### What this task involves:
What's needed is a word-for-word retyping of the entries below, pictures omitted.

### Records to process:
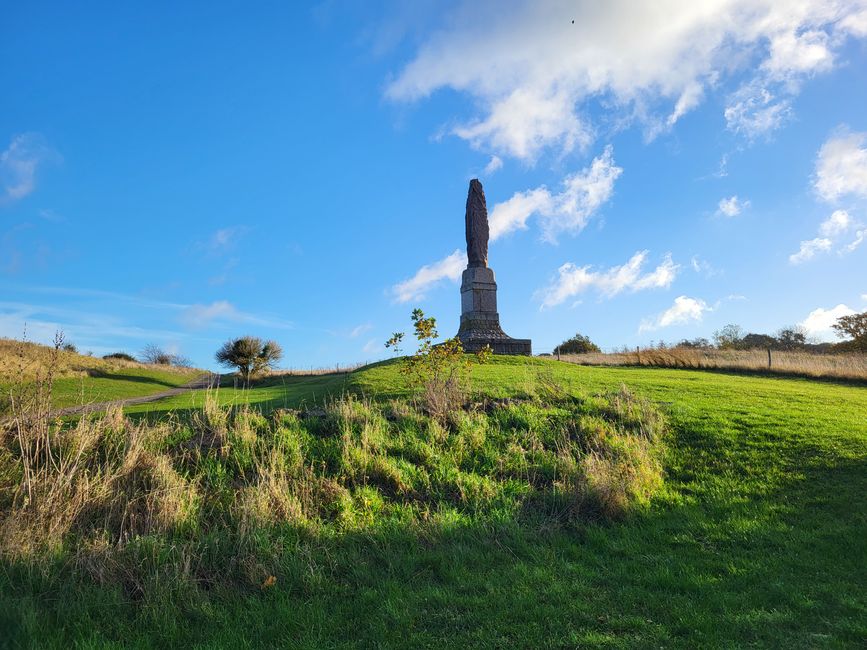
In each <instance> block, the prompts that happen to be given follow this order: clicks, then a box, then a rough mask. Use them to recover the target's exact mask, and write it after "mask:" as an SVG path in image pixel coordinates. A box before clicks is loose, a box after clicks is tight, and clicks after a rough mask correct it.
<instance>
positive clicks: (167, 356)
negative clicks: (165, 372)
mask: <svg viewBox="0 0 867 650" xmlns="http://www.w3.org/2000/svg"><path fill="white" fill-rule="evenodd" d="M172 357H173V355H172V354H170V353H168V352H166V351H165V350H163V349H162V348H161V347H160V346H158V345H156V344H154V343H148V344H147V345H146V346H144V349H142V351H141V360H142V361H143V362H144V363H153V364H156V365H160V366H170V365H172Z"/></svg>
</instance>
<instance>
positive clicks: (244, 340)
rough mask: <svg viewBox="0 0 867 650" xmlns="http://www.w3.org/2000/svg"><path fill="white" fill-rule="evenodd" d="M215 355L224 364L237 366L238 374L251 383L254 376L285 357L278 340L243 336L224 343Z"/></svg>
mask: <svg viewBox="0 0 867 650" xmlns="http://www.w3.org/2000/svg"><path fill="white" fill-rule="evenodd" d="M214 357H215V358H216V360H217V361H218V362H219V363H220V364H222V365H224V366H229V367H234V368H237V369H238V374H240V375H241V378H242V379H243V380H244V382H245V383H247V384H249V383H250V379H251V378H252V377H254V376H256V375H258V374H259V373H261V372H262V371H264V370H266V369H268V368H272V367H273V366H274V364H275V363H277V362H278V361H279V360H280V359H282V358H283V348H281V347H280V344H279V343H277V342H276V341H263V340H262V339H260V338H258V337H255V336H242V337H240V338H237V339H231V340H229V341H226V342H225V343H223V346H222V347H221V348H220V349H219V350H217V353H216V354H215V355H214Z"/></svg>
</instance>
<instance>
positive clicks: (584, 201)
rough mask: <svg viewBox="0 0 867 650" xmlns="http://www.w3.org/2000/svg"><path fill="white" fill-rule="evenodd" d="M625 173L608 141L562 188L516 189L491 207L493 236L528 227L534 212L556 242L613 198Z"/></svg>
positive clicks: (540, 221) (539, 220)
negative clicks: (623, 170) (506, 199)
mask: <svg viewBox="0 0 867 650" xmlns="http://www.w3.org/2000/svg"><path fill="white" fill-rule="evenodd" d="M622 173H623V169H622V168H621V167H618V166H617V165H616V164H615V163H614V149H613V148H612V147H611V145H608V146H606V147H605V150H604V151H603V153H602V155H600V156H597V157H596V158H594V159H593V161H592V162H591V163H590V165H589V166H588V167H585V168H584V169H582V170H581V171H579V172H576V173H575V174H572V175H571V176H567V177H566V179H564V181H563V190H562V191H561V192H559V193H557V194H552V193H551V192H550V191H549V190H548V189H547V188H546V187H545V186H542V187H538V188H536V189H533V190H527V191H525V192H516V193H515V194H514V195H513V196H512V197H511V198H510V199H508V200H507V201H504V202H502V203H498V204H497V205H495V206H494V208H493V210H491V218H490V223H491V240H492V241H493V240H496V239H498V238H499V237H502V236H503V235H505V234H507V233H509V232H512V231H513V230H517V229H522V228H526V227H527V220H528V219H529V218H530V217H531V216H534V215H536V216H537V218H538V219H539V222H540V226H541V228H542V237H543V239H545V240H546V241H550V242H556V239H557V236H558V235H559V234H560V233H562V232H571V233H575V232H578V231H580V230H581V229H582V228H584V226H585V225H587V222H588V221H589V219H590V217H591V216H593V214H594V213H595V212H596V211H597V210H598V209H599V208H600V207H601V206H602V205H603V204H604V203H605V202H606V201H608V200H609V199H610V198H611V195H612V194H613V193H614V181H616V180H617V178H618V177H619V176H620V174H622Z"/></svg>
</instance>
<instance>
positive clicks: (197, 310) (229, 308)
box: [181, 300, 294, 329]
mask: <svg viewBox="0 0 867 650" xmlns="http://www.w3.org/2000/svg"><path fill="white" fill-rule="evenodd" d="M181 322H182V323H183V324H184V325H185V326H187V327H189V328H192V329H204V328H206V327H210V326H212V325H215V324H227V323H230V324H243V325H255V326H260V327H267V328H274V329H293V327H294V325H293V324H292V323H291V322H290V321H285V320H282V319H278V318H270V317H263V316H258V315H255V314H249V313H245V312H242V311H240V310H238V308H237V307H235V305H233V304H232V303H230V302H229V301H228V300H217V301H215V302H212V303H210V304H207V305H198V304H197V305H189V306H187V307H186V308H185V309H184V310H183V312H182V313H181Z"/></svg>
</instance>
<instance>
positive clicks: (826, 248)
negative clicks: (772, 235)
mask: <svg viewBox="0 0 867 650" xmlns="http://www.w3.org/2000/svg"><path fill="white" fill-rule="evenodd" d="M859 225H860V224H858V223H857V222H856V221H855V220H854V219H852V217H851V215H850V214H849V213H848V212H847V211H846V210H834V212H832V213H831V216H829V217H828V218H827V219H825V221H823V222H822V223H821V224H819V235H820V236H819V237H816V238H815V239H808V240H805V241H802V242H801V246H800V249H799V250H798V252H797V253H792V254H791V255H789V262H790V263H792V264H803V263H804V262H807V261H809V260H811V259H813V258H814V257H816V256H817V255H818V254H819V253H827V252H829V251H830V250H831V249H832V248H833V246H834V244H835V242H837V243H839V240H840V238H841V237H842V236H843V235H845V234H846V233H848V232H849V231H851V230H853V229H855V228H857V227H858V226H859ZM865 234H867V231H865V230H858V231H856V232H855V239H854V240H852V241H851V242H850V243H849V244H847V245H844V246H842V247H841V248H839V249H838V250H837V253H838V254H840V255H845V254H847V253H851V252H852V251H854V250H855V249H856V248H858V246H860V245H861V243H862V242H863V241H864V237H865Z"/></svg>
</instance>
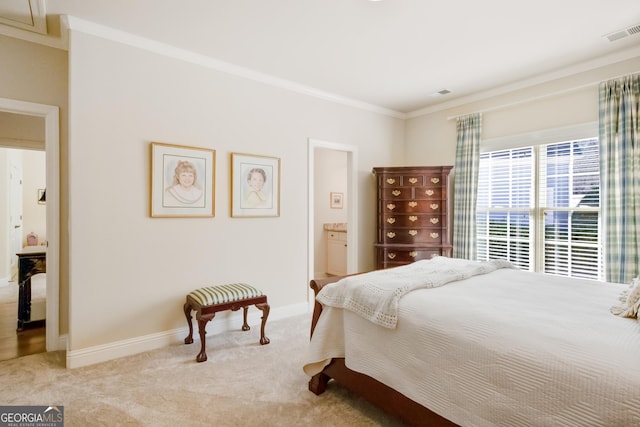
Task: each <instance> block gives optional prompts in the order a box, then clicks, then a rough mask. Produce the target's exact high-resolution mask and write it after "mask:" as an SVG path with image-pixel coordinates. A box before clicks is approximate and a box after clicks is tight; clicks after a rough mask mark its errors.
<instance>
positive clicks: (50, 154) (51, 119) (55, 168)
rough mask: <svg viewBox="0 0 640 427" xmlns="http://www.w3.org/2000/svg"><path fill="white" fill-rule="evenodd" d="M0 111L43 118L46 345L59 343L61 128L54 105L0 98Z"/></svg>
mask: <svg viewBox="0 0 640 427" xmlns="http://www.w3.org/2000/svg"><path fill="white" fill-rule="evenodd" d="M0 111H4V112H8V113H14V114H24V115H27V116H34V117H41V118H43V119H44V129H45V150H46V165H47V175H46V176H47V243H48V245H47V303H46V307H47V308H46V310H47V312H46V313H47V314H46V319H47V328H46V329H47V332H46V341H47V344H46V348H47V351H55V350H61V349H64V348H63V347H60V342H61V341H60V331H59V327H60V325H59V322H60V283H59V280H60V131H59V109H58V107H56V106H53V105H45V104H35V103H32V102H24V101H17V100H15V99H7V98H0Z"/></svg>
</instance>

### Expected answer:
In each <instance> block, the prompts that happen to be given follow this order: clicks, then a box, then a rough mask. Use them to recover the target's exact mask, and write it after "mask:" as an SVG path in image pixel coordinates. A box before clicks is loose, a box after clicks is tight, and clicks after a rough mask correct it.
<instance>
positive clicks: (167, 356)
negative clicks: (165, 372)
mask: <svg viewBox="0 0 867 650" xmlns="http://www.w3.org/2000/svg"><path fill="white" fill-rule="evenodd" d="M172 357H173V355H172V354H170V353H168V352H166V351H165V350H163V349H162V348H161V347H160V346H158V345H156V344H154V343H148V344H147V345H146V346H144V349H142V351H141V360H142V361H143V362H144V363H153V364H156V365H160V366H170V365H172Z"/></svg>
</instance>
<instance>
positive clicks: (244, 340)
rough mask: <svg viewBox="0 0 867 650" xmlns="http://www.w3.org/2000/svg"><path fill="white" fill-rule="evenodd" d="M215 355L224 364L237 366L238 374L251 383L254 376L285 357L278 340L243 336L224 343Z"/></svg>
mask: <svg viewBox="0 0 867 650" xmlns="http://www.w3.org/2000/svg"><path fill="white" fill-rule="evenodd" d="M214 357H215V358H216V360H217V361H218V362H219V363H220V364H222V365H224V366H229V367H234V368H237V369H238V374H240V375H241V378H242V379H243V380H244V382H245V383H247V384H249V383H250V379H251V378H252V377H254V376H256V375H258V374H259V373H261V372H262V371H264V370H266V369H268V368H272V367H273V366H274V364H275V363H277V362H278V361H279V360H280V359H282V358H283V348H281V347H280V344H279V343H277V342H276V341H263V340H262V339H260V338H258V337H255V336H242V337H240V338H237V339H231V340H229V341H226V342H225V343H223V346H222V347H221V348H220V349H219V350H217V353H216V354H215V355H214Z"/></svg>
</instance>
<instance>
positive clicks: (584, 201)
rough mask: <svg viewBox="0 0 867 650" xmlns="http://www.w3.org/2000/svg"><path fill="white" fill-rule="evenodd" d="M625 173L608 141L562 188L516 189L491 207L493 236L528 227L534 212L556 242L613 198Z"/></svg>
positive clicks: (540, 221) (539, 220)
negative clicks: (623, 170) (506, 199)
mask: <svg viewBox="0 0 867 650" xmlns="http://www.w3.org/2000/svg"><path fill="white" fill-rule="evenodd" d="M622 173H623V169H622V168H621V167H618V166H617V165H616V164H615V163H614V149H613V148H612V147H611V145H608V146H606V147H605V150H604V151H603V153H602V155H600V156H597V157H596V158H594V159H593V161H592V162H591V163H590V165H589V166H588V167H585V168H584V169H582V170H581V171H579V172H576V173H575V174H572V175H571V176H567V177H566V179H564V181H563V190H562V191H561V192H559V193H557V194H552V193H551V192H550V191H549V190H548V189H547V188H546V187H545V186H542V187H538V188H536V189H533V190H527V191H525V192H516V193H515V194H514V195H513V196H512V197H511V198H510V199H508V200H507V201H504V202H502V203H498V204H497V205H495V206H494V208H493V210H491V218H490V223H491V240H492V241H493V240H496V239H498V238H499V237H502V236H503V235H505V234H507V233H509V232H512V231H513V230H517V229H522V228H526V227H527V220H528V219H529V218H530V217H531V216H534V215H536V216H537V218H538V219H539V222H540V226H541V228H542V237H543V239H545V240H546V241H550V242H556V239H557V236H558V235H559V234H560V233H562V232H571V233H575V232H578V231H580V230H581V229H582V228H584V226H585V225H587V222H588V221H589V219H590V217H591V216H593V214H594V213H595V212H596V211H597V210H598V209H599V208H600V207H601V206H602V205H603V204H604V203H605V202H606V201H608V200H609V199H610V198H611V195H612V194H613V193H614V181H616V180H617V178H618V177H619V176H620V174H622Z"/></svg>
</instance>
<instance>
positive clicks: (197, 310) (229, 308)
box: [181, 300, 294, 329]
mask: <svg viewBox="0 0 867 650" xmlns="http://www.w3.org/2000/svg"><path fill="white" fill-rule="evenodd" d="M181 322H182V323H183V324H184V325H185V326H187V327H189V328H192V329H204V328H206V327H210V326H212V325H215V324H227V323H230V324H243V325H255V326H260V327H267V328H274V329H293V327H294V325H293V324H292V323H291V322H290V321H285V320H282V319H278V318H270V317H263V316H258V315H255V314H249V313H245V312H242V311H240V310H238V308H237V307H235V305H233V304H232V303H230V302H229V301H228V300H217V301H215V302H212V303H210V304H207V305H198V304H197V305H189V306H187V307H186V308H185V309H184V310H183V312H182V313H181Z"/></svg>
</instance>
<instance>
positive clicks: (826, 248)
negative clicks: (772, 235)
mask: <svg viewBox="0 0 867 650" xmlns="http://www.w3.org/2000/svg"><path fill="white" fill-rule="evenodd" d="M859 225H860V224H858V223H857V222H856V221H855V220H854V219H852V217H851V215H850V214H849V213H848V212H847V211H846V210H834V212H832V213H831V216H829V217H828V218H827V219H825V221H823V222H822V223H821V224H819V235H820V236H819V237H816V238H815V239H808V240H805V241H802V242H801V246H800V249H799V250H798V252H797V253H792V254H791V255H789V262H790V263H792V264H803V263H804V262H807V261H809V260H811V259H813V258H814V257H816V256H817V255H818V254H819V253H827V252H829V251H830V250H831V249H832V248H833V246H834V244H835V242H837V243H839V240H840V238H841V237H842V236H843V235H845V234H846V233H848V232H849V231H851V230H853V229H855V228H857V227H858V226H859ZM865 234H867V231H865V230H858V231H856V232H855V239H854V240H852V241H851V242H850V243H849V244H847V245H844V246H842V247H841V248H839V249H838V250H837V253H838V254H840V255H845V254H847V253H851V252H852V251H854V250H855V249H856V248H858V246H860V245H861V243H862V242H863V241H864V237H865Z"/></svg>
</instance>
Task: each <instance> block gives optional prompts in the order a box, then clicks, then a rough mask. Produce the target's exact high-resolution mask and write it after "mask:" as an SVG path with image-pixel coordinates. A box before clicks is approximate and a box after clicks is tight; clicks after a rough mask mark its errors.
<instance>
positive clicks: (50, 154) (51, 119) (55, 168)
rough mask: <svg viewBox="0 0 640 427" xmlns="http://www.w3.org/2000/svg"><path fill="white" fill-rule="evenodd" d="M0 111L43 118L46 345L59 343L61 128L54 105L0 98Z"/></svg>
mask: <svg viewBox="0 0 640 427" xmlns="http://www.w3.org/2000/svg"><path fill="white" fill-rule="evenodd" d="M0 111H4V112H8V113H14V114H24V115H27V116H34V117H41V118H43V119H44V129H45V150H46V165H47V175H46V176H47V243H48V245H47V303H46V307H47V308H46V310H47V312H46V313H47V314H46V319H47V328H46V329H47V332H46V341H47V344H46V348H47V351H55V350H61V349H64V348H63V347H60V342H61V341H60V331H59V327H60V325H59V322H60V283H59V280H60V131H59V109H58V107H56V106H53V105H45V104H35V103H32V102H24V101H17V100H15V99H7V98H0Z"/></svg>
</instance>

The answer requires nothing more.